- **Assignment**
Return, verbatim and in full, the records that follow, but not their pictures.

- **Material provided**

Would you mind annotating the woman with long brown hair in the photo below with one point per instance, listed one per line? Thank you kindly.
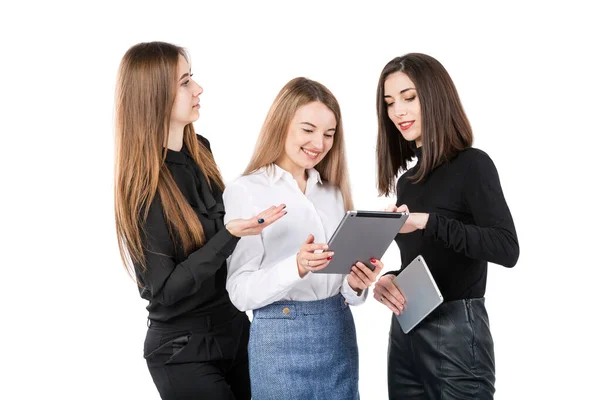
(459, 221)
(169, 220)
(302, 340)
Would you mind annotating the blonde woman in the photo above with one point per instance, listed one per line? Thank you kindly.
(169, 220)
(302, 340)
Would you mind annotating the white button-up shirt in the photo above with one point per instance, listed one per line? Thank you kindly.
(263, 269)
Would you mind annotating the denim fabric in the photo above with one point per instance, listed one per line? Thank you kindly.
(449, 355)
(304, 350)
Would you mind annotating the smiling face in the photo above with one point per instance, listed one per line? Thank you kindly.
(403, 106)
(309, 138)
(186, 108)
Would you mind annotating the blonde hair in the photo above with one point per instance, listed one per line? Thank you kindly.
(145, 93)
(271, 142)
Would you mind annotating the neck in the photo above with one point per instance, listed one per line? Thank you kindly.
(175, 141)
(297, 172)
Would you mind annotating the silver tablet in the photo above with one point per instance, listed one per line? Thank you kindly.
(420, 291)
(360, 236)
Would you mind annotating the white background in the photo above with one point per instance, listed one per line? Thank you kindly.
(73, 325)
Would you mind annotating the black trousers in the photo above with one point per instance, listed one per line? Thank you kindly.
(202, 358)
(449, 355)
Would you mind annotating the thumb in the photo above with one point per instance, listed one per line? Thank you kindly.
(390, 208)
(403, 208)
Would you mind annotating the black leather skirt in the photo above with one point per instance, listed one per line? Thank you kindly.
(449, 355)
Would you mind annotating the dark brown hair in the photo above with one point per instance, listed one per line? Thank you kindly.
(445, 129)
(145, 93)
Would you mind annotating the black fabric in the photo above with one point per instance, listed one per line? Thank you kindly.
(179, 286)
(469, 223)
(449, 355)
(196, 345)
(200, 359)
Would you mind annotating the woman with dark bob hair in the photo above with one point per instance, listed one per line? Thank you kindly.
(459, 221)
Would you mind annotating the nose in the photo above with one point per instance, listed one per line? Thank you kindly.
(399, 109)
(318, 143)
(197, 89)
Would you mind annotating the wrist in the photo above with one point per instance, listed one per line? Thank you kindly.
(231, 232)
(301, 270)
(424, 221)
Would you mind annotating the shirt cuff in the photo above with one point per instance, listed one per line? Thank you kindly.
(432, 225)
(350, 295)
(224, 242)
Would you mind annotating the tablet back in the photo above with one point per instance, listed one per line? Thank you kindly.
(360, 236)
(420, 291)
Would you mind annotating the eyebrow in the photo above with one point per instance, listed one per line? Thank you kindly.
(402, 91)
(314, 126)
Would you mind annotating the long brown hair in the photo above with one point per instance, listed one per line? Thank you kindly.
(271, 142)
(445, 129)
(145, 93)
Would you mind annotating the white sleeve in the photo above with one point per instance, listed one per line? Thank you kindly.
(350, 295)
(250, 284)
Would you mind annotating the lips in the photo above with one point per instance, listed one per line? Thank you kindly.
(311, 154)
(406, 125)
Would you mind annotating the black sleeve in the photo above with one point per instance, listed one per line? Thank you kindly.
(166, 281)
(492, 237)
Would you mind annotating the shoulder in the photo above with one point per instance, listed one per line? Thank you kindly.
(477, 162)
(473, 156)
(246, 184)
(203, 141)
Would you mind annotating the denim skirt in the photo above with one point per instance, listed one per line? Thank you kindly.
(304, 350)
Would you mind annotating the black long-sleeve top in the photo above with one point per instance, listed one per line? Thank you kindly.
(469, 223)
(175, 285)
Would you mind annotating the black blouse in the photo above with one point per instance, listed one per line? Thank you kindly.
(177, 286)
(469, 223)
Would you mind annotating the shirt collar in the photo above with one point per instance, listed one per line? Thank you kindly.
(275, 173)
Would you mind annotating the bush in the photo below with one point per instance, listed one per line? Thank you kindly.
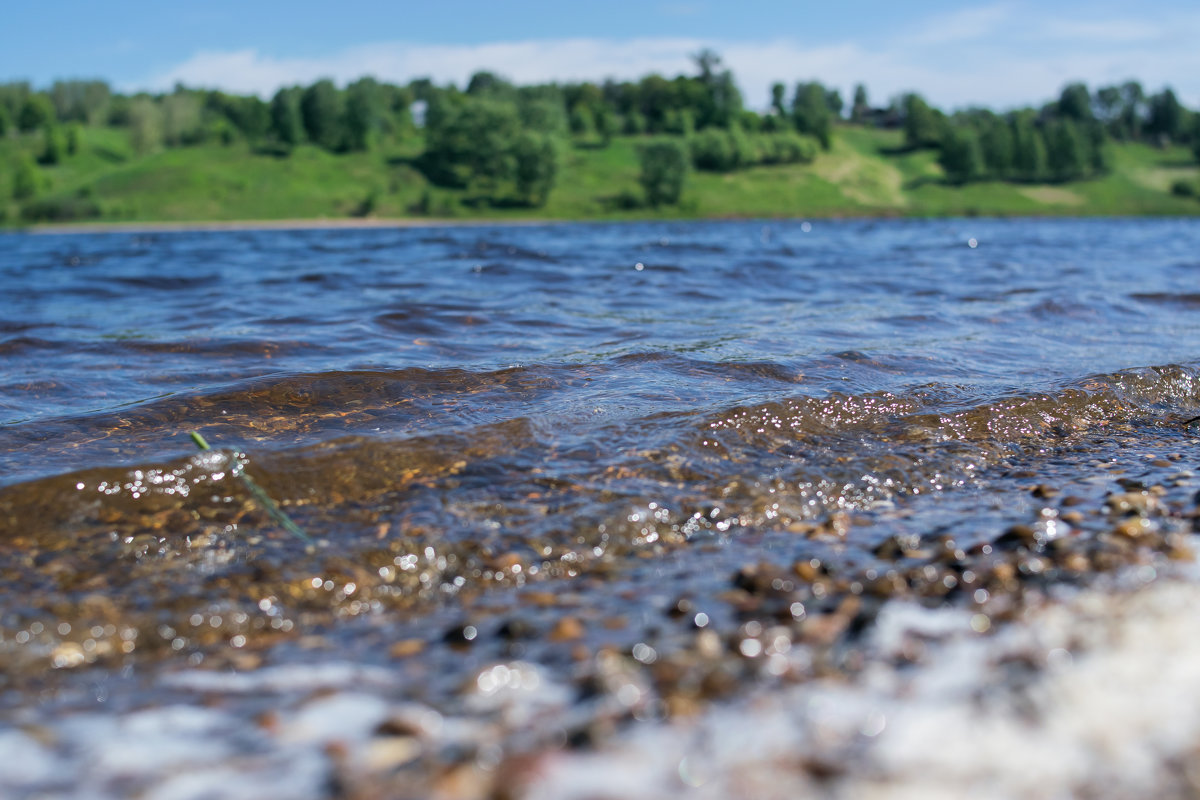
(712, 150)
(664, 170)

- **Answer space**
Would you mind annotating the woman with long brown hair in the photo below with one point per instance, listed one per line? Thank you kindly.
(459, 221)
(169, 220)
(302, 340)
Would you mind annotating the blonde woman in the photo above with one point per instance, listed one per line? Thank you kindly.
(169, 220)
(302, 340)
Would you mind annotating the white button-up shirt in the photo above with one point per instance, listed one per line? Thank you kindly.
(263, 269)
Would you mind annotating the denim fabric in the photo above with one point per instance, listed one per line? Thank you kindly.
(449, 355)
(304, 350)
Would you mind annotating the smiling face in the photo above with one point per instance, listed one per line? Thank you kindly.
(403, 106)
(309, 138)
(186, 108)
Would you mind annotating the blonde hair in the photo above with one point per instance, listed one per line? Thank you kindly.
(145, 93)
(271, 142)
Would you mind annotating the neck in the photo above with one point per instance, listed one per line? Thank you kindly.
(175, 141)
(297, 172)
Would you mind annotating the silver tablet in the photo above with one point per instance, listed one per line? Thank you kindly.
(420, 291)
(360, 236)
Would you mind annotating the white background in the photo above with one point per instance, listed one per line? Thank you kindly.
(73, 325)
Would you mind annotating the black trousers in the photo above with one point per instance, listed one per line? Thank you kindly.
(202, 358)
(449, 355)
Would you mind annotating the thumb in the photo above with one point per instance, listed one per line? Thank you kindly.
(390, 208)
(403, 208)
Would you mind annotating the black leather skirt in the photo above with one point per instance, listed one per line? Thank you kindly.
(449, 355)
Would you mind annotating the dark brown hair in the photo above with one point per instance, listed one per line? Thank you kindly.
(445, 129)
(145, 93)
Would you mind annotating the black fabric in the photo above with one point per instance, listed one per line? Thank you kindly.
(179, 286)
(469, 223)
(449, 355)
(196, 345)
(200, 359)
Would you mind annotating the woman with dark bob hair in the photo above with one point per instance, listed one per line? Thank you kindly.
(459, 221)
Would you mind annotating the nose in the photo above with one point per instance, listed one per line? Thank you kindly.
(399, 109)
(318, 143)
(197, 89)
Would you mind annotating the wrist in the photo above with one point per instance, listed one per line? Thank you kindly.
(231, 232)
(301, 270)
(424, 221)
Would you mind annotating the shirt cuff in the photo above with one point per instance, listed one per line? Thank you kindly.
(432, 225)
(350, 295)
(224, 242)
Would you mind annotating the tablet back in the photo above with one point per instance, listed one per line? Thank you kindly.
(360, 236)
(420, 291)
Would you mind annotating the eyebrow in the photo above with one point per instance, listed one per line? Thank you kindly.
(402, 91)
(314, 126)
Would you mind annotating the long brown hair in the photo above with one point per instance, listed one per line? Thank you kindly.
(271, 142)
(445, 129)
(145, 93)
Would you mind annotating the white sleeve in the photo above with one point per instance, listed one per line? Thank you kindly.
(350, 295)
(250, 284)
Would you mind annotating the lips in the photo above with one point per instance, listed one per line? Thank you kindly.
(311, 154)
(406, 125)
Would you mind annotating the black sleeve in the photo above with one point per instance, listed one per line? Thank you kindly.
(166, 281)
(492, 237)
Would you mind annotating the shoulder in the photo above with one point per instance, listed one per line? Thank you kindly.
(477, 162)
(473, 156)
(246, 184)
(203, 141)
Would you mind annotating the denim skirt in the photo above with one point per instance, listed one per line? Thank you kindly.
(304, 350)
Would you mind annotating the black long-sleeve top in the photo above with one point per instance, listed one per line? Thank you kindly.
(469, 223)
(175, 285)
Would you mind annotating the black blouse in the photo above with one point per instance, listed one per line? Thank you kindly.
(177, 286)
(469, 223)
Would you mind annotating the shirt collar in the photo above with one point per instance, listed one per line? Thank you kindly.
(275, 173)
Would you mind annotating the bush in the photo below with one point per instance, listed one per line? Thank you kindly.
(712, 150)
(664, 170)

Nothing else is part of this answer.